_Stored data_
►

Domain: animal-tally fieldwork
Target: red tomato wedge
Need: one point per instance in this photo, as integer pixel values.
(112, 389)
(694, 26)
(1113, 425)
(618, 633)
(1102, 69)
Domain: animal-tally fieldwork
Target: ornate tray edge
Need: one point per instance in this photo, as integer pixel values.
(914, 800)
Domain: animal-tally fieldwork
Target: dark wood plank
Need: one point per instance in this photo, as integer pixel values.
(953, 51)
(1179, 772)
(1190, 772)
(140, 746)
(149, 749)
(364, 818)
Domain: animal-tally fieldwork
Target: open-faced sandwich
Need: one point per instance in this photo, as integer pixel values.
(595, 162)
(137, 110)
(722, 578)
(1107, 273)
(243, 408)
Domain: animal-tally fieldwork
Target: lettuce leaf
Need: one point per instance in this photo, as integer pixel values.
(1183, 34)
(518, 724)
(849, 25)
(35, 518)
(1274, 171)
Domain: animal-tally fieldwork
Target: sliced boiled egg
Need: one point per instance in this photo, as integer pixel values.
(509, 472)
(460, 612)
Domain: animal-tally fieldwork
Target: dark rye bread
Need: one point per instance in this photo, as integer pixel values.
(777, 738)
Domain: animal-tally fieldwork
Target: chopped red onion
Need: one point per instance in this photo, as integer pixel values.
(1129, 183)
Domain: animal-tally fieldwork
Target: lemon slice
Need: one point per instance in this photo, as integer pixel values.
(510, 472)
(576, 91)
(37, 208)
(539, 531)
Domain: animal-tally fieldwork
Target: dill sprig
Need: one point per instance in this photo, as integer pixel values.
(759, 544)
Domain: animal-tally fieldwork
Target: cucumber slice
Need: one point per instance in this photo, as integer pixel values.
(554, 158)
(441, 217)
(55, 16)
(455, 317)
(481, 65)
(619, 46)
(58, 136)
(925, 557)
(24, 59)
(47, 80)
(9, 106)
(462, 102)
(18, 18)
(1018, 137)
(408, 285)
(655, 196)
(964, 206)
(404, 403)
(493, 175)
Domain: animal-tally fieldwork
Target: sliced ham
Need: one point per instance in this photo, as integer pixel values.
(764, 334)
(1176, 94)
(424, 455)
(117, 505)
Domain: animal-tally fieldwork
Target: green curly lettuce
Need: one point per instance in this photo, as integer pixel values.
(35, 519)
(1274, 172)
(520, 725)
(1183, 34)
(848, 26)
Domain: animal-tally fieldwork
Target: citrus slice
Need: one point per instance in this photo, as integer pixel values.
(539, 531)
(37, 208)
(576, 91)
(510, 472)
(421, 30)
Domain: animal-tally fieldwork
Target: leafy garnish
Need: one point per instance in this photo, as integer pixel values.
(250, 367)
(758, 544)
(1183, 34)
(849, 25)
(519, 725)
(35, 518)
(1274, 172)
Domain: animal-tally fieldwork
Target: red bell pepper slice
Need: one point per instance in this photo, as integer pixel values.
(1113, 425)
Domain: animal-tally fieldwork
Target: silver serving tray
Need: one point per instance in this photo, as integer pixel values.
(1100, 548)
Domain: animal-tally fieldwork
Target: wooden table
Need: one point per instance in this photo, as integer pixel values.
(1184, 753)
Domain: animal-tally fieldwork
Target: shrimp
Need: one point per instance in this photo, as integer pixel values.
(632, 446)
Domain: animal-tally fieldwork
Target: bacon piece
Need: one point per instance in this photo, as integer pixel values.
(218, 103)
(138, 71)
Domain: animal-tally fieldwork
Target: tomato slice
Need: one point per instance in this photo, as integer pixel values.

◄

_Exercise directions_
Please quote the records above exactly, without skipping a line.

_Solution for this task_
Domain: animal-tally fieldwork
Target: red tomato wedge
Need: one point per instance in this photo, as integer pixel values.
(112, 389)
(694, 26)
(1113, 425)
(618, 633)
(1102, 69)
Domain: animal-tally fieldwork
Target: ornate tray edge
Need: one point per instance in this photo, as integer pixel values.
(914, 800)
Domain: animal-tally fieldwork
Target: dark wood plank
Need: one point per instance in this photo, as integer pixel values.
(953, 51)
(1179, 772)
(1190, 772)
(140, 746)
(149, 749)
(364, 818)
Domain: animal-tally fieldwork
Target: open-faced sandwich
Need: one point per instance in this photo, as integer pixel values.
(595, 162)
(137, 110)
(722, 578)
(1107, 273)
(243, 408)
Domain: animal-tally fieldwork
Target: lettuce leaf
Need: one point per instance in this photo, as integer pixel values.
(1183, 34)
(518, 724)
(849, 25)
(35, 518)
(1274, 171)
Domain: animal-tally fieldwork
Target: sliced boiled egg
Need: one point per instance in this photo, as integer pixel values.
(509, 472)
(460, 612)
Domain: animal-tally fieldwork
Target: dark rye bread
Need: one point per instance in this photo, as integer pixel values.
(777, 738)
Domain: animal-tally fieldwork
Target: chopped red onion
Need: one point per instance in this photo, as integer pixel values.
(1129, 183)
Domain: animal-tally fieldwork
Target: lemon slice
Need: one point per instance in this photo, as integer pixel values.
(510, 472)
(576, 91)
(37, 208)
(539, 531)
Domain: animal-tally fieldwork
Target: dill sprig
Need: one point per instance in this photo, as integer pixel values.
(759, 544)
Domain: animal-tally fieldwork
Target: cucumber slice
Need: one point per instance in this photo, as integer pixel values.
(554, 158)
(441, 217)
(55, 16)
(455, 317)
(481, 65)
(619, 46)
(58, 136)
(925, 557)
(24, 59)
(47, 80)
(9, 106)
(462, 102)
(18, 18)
(1018, 137)
(408, 285)
(655, 196)
(964, 206)
(404, 403)
(493, 175)
Domain: animal-tally fieldwork
Target: sliced ham
Need: one point per instance in this photo, as integer pixel values.
(764, 334)
(1176, 94)
(424, 455)
(117, 505)
Domain: animal-tally fieldwork
Target: green curly lettuce
Need: one point per instance in this photo, as integer pixel values.
(35, 519)
(1274, 172)
(520, 725)
(1183, 34)
(848, 26)
Domain: animal-tally fieldwork
Target: citrus slice
Need: one point per instance in this photo, as integer pixel values.
(539, 531)
(37, 208)
(576, 91)
(510, 472)
(421, 30)
Domain: animal-tally fieldwork
Target: leafy garnish
Need: one point per instance in this photo, as integer pixel values.
(250, 367)
(758, 544)
(1183, 34)
(849, 25)
(519, 725)
(35, 518)
(1274, 172)
Domain: animal-tally fieldwork
Target: red bell pepper slice
Need: one point per instance in this photo, as integer pixel values.
(1113, 425)
Domain: animal-tally fieldwork
Target: silver serving tray
Need: one point per instance in this photo, as integer pixel values.
(1100, 548)
Domain: animal-tally fieldwork
Target: wooden table
Need: one point per instance in this photo, as integer pixel values.
(1184, 753)
Domain: animal-tally fieldwork
Target: shrimp
Need: one point per instance in this photo, as integer pixel values.
(632, 446)
Domain: animal-tally fieldwork
Target: bacon piece
Need: one point per instance in this photo, as integer pixel values.
(218, 103)
(138, 71)
Domain: animal-tally fieldwork
Target: tomato slice
Need: one point per instance in this photo, as integer pixel values.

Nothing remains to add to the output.